** BEGIN RECORD EXCERPTS **

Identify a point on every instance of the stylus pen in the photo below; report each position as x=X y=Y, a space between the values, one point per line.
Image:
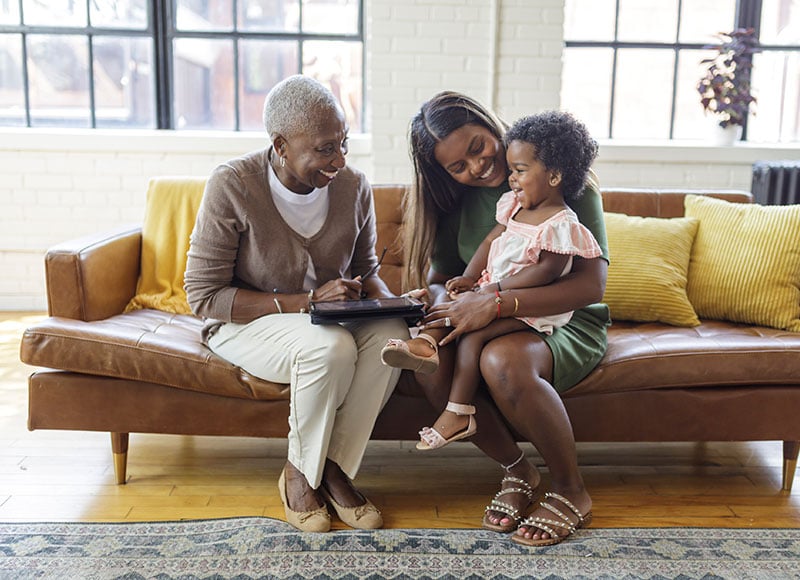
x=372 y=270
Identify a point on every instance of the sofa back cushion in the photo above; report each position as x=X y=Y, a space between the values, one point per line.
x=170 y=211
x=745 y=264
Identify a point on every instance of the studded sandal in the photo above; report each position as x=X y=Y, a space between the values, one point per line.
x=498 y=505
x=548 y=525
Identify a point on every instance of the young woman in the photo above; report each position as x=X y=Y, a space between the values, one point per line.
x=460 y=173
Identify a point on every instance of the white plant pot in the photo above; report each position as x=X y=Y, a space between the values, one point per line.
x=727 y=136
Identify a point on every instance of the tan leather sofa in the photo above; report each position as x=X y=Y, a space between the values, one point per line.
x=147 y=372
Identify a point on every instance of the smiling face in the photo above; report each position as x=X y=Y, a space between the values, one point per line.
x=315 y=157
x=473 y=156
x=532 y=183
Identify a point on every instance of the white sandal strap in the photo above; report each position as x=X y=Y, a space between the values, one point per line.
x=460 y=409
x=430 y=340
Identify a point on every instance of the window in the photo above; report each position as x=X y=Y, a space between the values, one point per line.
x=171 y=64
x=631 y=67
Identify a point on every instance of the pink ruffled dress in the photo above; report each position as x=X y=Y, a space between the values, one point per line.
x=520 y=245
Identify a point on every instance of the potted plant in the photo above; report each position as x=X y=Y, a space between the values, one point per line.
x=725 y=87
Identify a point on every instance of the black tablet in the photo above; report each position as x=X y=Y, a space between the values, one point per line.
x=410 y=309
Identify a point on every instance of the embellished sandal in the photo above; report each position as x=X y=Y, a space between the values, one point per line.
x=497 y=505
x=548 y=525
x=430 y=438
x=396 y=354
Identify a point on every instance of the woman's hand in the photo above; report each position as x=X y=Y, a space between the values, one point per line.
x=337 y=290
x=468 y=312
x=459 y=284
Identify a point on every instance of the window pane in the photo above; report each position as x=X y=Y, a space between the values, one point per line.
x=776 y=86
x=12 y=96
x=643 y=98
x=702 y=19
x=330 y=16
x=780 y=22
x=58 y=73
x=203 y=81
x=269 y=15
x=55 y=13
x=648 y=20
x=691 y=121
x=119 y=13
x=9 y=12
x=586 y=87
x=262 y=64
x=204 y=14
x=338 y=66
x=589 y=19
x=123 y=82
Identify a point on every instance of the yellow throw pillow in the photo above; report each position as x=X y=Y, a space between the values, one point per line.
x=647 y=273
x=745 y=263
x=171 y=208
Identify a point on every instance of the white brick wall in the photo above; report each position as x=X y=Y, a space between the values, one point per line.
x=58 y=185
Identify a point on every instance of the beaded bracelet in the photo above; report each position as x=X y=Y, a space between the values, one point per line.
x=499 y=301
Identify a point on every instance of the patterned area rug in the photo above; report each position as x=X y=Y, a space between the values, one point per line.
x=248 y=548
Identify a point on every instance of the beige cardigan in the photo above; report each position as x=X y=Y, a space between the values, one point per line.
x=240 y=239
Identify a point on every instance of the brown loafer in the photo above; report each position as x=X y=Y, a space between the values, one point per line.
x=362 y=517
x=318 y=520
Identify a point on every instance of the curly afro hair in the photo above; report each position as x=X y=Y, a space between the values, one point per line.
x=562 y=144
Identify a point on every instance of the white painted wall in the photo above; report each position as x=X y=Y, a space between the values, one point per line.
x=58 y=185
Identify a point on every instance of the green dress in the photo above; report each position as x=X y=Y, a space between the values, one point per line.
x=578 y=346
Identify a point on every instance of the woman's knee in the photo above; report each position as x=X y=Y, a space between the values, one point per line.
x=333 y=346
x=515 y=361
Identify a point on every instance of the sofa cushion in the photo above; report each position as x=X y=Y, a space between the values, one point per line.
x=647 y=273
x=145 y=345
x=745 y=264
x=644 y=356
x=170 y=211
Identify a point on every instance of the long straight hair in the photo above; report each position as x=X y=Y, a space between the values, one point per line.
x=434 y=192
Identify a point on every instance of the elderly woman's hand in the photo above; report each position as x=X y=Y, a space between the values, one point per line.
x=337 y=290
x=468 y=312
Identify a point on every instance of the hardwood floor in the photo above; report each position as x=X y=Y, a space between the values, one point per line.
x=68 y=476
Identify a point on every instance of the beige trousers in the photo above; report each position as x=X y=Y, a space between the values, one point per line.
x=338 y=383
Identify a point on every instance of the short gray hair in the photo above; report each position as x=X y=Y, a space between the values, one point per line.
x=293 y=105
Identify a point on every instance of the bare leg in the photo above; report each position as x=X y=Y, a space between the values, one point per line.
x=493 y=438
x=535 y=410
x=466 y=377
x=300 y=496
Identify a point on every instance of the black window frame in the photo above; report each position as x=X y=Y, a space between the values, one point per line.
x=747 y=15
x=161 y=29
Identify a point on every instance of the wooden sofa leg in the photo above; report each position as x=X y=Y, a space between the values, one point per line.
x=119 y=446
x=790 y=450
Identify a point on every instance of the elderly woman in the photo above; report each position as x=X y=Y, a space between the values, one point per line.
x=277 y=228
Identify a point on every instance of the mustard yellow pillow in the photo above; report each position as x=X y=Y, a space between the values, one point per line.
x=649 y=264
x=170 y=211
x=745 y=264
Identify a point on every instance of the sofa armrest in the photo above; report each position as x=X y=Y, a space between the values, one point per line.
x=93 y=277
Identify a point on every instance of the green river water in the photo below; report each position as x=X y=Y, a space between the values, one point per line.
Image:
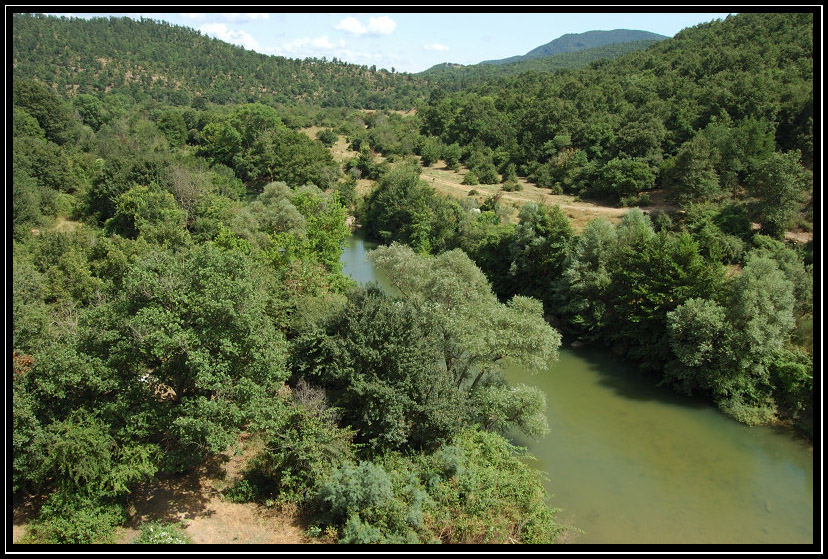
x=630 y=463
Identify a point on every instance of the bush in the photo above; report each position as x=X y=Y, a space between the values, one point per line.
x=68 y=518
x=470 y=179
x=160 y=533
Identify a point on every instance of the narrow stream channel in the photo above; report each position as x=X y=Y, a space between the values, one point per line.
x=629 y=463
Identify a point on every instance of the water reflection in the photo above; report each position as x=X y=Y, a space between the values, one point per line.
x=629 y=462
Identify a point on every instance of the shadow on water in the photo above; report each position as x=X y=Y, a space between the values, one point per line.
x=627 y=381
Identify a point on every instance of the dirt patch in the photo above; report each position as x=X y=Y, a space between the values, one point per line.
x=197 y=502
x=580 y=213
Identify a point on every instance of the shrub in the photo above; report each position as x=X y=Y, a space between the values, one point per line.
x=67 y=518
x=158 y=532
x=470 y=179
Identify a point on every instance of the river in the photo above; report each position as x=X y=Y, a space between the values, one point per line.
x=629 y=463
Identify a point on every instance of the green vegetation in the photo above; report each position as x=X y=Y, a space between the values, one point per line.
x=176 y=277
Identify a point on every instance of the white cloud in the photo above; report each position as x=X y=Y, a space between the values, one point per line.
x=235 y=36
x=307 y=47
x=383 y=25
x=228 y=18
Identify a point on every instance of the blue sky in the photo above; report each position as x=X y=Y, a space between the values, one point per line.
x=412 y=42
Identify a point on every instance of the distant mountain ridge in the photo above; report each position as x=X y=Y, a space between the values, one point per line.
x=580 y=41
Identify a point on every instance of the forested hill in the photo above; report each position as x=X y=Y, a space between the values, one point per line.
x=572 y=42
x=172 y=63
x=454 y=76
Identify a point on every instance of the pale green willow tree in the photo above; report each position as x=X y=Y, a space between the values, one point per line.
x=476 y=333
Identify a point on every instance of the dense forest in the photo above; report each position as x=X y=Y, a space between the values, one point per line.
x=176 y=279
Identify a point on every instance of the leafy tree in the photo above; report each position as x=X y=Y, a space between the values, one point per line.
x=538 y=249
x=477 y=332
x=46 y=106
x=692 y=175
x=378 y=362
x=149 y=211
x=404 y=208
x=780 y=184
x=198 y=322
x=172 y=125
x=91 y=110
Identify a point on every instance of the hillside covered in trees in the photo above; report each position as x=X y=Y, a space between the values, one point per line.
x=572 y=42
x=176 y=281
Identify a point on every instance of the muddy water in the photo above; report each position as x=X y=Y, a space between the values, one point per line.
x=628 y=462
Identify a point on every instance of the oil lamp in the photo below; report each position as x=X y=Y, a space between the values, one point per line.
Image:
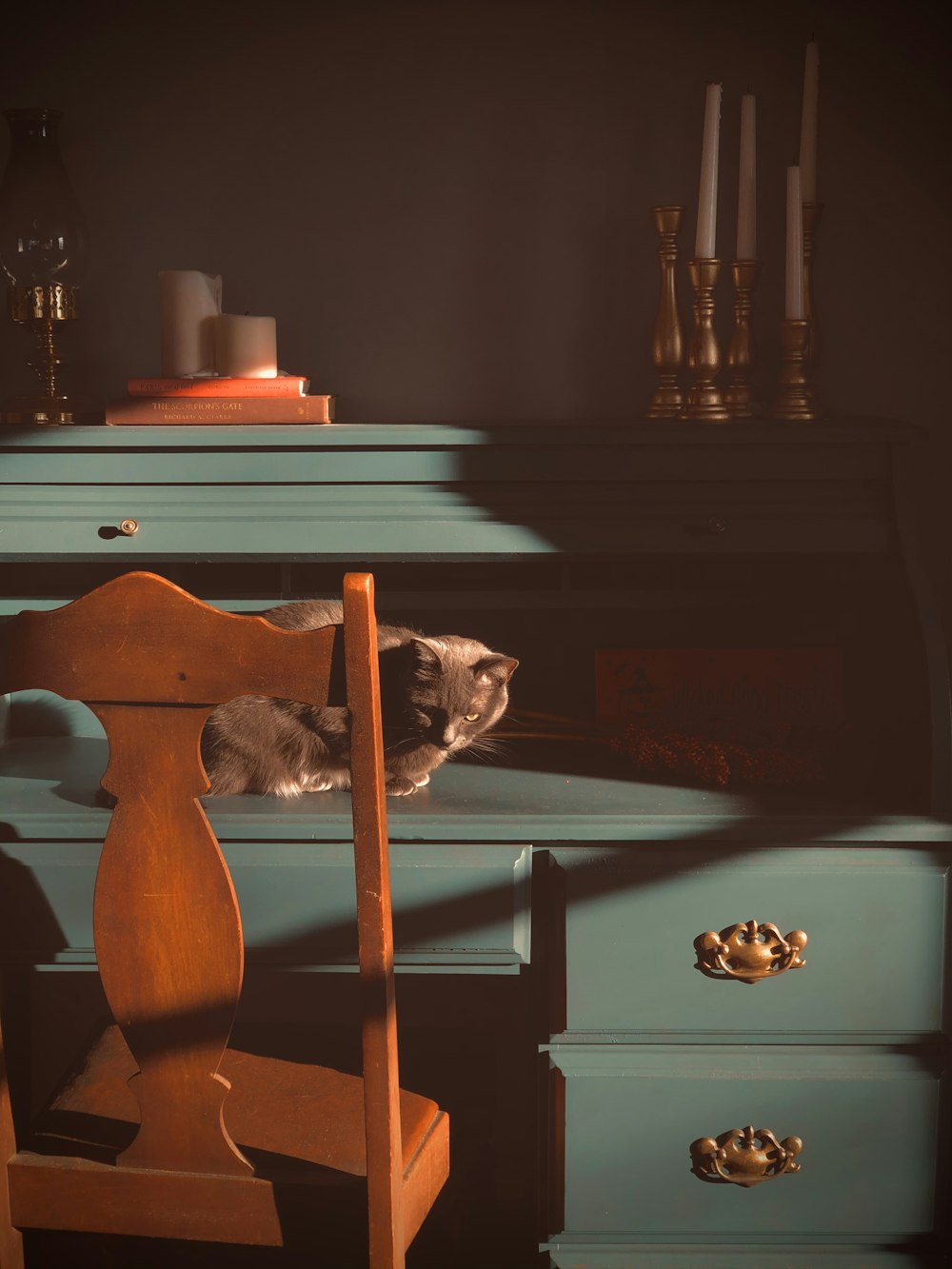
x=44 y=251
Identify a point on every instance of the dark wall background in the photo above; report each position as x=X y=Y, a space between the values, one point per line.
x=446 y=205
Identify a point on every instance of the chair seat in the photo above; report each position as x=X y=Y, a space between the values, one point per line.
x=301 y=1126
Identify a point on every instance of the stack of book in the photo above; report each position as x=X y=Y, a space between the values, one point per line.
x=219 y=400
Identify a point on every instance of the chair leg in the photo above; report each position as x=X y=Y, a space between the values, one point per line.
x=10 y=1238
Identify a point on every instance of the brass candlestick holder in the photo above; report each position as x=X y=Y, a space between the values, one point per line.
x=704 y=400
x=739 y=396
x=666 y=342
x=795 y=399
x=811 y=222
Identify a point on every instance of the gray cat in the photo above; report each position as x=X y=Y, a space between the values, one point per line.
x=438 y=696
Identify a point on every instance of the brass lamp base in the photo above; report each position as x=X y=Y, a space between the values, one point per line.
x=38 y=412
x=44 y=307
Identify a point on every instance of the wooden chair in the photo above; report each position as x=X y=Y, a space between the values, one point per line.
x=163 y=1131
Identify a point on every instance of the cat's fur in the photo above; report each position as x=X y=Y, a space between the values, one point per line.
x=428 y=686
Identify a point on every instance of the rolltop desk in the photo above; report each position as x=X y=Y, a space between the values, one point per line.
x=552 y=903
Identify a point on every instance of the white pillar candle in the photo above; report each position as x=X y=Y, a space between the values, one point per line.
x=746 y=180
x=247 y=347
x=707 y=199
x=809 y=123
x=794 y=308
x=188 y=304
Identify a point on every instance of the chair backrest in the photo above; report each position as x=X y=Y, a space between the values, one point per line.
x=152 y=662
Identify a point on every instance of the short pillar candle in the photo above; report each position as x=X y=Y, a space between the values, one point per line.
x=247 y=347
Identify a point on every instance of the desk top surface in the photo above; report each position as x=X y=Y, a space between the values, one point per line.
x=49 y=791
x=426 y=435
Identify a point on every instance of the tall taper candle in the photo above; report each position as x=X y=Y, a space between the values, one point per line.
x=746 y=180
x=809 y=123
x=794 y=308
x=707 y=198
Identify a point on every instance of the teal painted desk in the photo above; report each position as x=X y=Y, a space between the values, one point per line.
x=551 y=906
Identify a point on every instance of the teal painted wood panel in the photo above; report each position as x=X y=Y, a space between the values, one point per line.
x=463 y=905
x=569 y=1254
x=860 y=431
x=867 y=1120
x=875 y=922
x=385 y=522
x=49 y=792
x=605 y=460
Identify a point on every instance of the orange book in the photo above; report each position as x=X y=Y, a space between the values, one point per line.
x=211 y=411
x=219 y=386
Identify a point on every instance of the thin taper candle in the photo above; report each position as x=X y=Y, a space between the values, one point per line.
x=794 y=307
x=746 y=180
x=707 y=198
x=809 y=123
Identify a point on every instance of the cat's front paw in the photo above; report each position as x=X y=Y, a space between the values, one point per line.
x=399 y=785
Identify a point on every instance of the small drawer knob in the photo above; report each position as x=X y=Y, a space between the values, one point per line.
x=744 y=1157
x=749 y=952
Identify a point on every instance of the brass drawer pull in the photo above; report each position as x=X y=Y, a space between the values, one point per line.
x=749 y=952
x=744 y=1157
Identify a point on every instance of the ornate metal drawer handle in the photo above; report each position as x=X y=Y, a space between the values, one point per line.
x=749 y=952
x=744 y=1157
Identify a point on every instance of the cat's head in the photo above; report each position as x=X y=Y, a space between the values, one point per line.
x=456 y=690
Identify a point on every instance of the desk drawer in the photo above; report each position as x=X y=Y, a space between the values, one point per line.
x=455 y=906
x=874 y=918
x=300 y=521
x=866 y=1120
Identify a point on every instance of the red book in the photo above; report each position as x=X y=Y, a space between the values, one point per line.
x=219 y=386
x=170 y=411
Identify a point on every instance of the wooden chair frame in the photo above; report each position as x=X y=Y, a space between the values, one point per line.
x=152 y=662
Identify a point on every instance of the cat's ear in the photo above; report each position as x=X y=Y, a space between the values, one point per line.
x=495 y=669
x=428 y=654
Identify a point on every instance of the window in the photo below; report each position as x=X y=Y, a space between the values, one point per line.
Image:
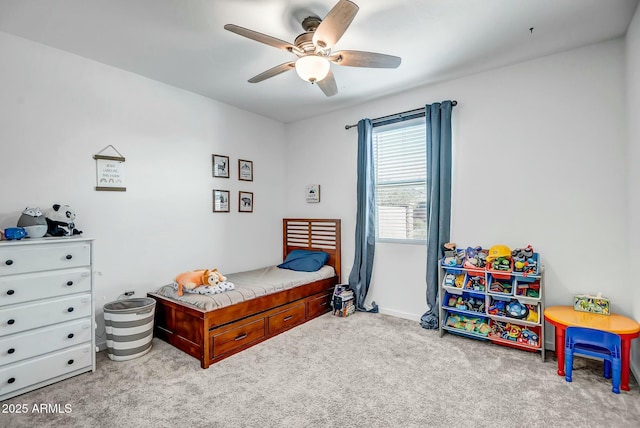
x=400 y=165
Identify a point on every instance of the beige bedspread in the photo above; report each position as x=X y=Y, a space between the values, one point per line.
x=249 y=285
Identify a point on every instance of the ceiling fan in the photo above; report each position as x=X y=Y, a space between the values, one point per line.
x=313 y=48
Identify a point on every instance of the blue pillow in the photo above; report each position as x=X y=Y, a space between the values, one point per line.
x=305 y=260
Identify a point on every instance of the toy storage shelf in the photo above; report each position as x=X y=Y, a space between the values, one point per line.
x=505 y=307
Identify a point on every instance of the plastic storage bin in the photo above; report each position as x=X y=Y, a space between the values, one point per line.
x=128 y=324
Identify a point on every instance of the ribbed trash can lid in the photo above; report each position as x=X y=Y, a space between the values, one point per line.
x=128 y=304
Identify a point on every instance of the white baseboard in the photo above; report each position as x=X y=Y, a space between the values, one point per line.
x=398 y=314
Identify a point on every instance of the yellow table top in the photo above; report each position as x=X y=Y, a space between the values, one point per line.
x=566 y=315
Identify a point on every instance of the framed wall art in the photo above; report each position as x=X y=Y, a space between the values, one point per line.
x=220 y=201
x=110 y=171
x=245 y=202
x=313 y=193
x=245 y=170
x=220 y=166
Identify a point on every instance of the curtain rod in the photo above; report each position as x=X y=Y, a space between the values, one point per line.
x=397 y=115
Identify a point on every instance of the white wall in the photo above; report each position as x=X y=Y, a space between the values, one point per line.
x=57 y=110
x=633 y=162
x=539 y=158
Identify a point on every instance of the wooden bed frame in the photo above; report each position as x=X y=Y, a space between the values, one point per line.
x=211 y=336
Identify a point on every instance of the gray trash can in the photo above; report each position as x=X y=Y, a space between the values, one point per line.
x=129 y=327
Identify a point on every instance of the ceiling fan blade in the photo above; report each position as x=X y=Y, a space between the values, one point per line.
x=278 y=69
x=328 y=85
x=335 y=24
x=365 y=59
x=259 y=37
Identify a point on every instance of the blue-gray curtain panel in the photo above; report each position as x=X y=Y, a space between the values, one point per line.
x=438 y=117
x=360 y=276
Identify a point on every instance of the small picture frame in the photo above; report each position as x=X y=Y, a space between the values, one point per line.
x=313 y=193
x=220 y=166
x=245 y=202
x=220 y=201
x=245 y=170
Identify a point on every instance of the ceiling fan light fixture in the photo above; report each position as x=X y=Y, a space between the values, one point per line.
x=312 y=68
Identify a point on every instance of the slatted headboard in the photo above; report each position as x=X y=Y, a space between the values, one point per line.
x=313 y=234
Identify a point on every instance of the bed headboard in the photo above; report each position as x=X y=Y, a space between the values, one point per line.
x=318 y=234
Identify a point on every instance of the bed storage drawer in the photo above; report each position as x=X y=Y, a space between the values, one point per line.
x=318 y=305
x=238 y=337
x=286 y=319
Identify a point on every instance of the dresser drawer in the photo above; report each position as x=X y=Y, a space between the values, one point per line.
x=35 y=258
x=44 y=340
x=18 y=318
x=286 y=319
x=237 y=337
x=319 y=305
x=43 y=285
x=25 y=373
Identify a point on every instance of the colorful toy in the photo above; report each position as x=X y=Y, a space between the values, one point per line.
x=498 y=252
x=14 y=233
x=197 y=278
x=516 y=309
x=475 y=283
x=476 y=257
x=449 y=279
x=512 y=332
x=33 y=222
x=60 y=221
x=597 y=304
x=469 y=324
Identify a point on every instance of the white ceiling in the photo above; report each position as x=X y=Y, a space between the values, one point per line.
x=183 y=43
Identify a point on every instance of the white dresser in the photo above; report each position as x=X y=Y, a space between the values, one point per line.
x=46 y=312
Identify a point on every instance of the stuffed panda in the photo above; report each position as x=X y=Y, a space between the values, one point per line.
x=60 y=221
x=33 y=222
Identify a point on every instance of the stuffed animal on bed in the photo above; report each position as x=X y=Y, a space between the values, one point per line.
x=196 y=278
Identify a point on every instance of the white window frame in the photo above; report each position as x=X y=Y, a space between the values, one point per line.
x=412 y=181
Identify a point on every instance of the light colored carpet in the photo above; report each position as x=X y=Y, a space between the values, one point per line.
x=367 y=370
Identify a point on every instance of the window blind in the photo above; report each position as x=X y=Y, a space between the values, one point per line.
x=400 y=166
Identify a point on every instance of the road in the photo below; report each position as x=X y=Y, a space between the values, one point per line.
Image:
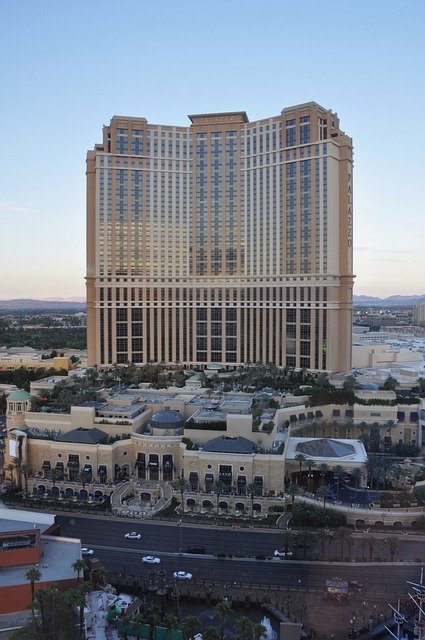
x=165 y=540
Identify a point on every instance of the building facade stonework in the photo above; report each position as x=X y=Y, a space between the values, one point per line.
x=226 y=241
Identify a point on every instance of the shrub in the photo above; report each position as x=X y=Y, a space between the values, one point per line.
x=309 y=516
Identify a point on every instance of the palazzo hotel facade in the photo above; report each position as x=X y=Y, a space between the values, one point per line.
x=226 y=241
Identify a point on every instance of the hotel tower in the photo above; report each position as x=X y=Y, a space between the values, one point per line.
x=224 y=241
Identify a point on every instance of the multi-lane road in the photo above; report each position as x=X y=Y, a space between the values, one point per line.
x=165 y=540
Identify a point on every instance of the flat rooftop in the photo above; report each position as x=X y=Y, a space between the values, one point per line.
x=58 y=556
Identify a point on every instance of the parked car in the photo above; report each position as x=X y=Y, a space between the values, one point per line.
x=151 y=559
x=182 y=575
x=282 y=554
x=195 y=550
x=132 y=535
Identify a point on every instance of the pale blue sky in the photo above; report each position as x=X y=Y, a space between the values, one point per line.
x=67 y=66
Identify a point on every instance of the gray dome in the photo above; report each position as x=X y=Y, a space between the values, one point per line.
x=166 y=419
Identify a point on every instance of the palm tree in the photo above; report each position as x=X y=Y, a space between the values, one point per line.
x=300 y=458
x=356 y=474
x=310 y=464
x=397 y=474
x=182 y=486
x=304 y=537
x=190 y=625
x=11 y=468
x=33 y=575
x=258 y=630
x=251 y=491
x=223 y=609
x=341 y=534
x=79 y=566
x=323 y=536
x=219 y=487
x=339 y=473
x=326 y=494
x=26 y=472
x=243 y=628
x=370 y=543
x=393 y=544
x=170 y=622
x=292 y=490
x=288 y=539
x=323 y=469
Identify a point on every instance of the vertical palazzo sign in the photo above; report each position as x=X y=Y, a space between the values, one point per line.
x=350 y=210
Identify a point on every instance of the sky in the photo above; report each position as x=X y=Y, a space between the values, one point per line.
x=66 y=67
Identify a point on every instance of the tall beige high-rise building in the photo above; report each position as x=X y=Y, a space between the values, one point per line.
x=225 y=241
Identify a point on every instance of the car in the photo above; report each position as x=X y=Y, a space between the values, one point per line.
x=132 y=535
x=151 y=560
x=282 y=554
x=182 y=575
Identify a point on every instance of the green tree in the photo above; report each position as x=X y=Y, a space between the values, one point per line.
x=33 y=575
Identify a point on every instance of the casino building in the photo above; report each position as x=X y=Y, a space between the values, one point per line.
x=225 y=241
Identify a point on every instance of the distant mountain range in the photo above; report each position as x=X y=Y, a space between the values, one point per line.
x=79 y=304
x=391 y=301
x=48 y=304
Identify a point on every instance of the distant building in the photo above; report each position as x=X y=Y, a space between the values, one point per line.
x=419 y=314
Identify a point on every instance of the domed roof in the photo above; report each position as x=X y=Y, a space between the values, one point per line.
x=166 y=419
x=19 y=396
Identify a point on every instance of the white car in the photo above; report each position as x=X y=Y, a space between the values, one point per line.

** END RECORD EXCERPTS **

## WHAT TO DO
Reproduce the stretch of the data from its start through the line containing "x=147 y=372", including the requests, and shift every x and y coordinate in the answers by adding 51. Leave the pictures out.

## RESULT FOR THIS EXERCISE
Identify a point on every instance of the stylus pen in the photo below; report each position as x=X y=Y, a space between the values, one point per line.
Image:
x=423 y=321
Identify a point on every instance of the sofa back cushion in the photo above; report each position as x=X y=Y, a space between the values, one point per line.
x=221 y=262
x=796 y=315
Identify a point on every instance of the studded sandal in the photo above; report each position as x=X y=Y, a space between the values, one point per line.
x=549 y=556
x=599 y=576
Identify a point on every instance of the young woman in the photo above; report each position as x=X y=Y, a space between the values, one point per line.
x=511 y=224
Identify a point on every instance of the white plant pot in the photo above; report each position as x=X y=Y, a space between the values, one point per line.
x=778 y=187
Identify a point on every instance of the tan leather sofa in the photo above; report each position as x=X y=Y, a space between the values, one point per line.
x=198 y=423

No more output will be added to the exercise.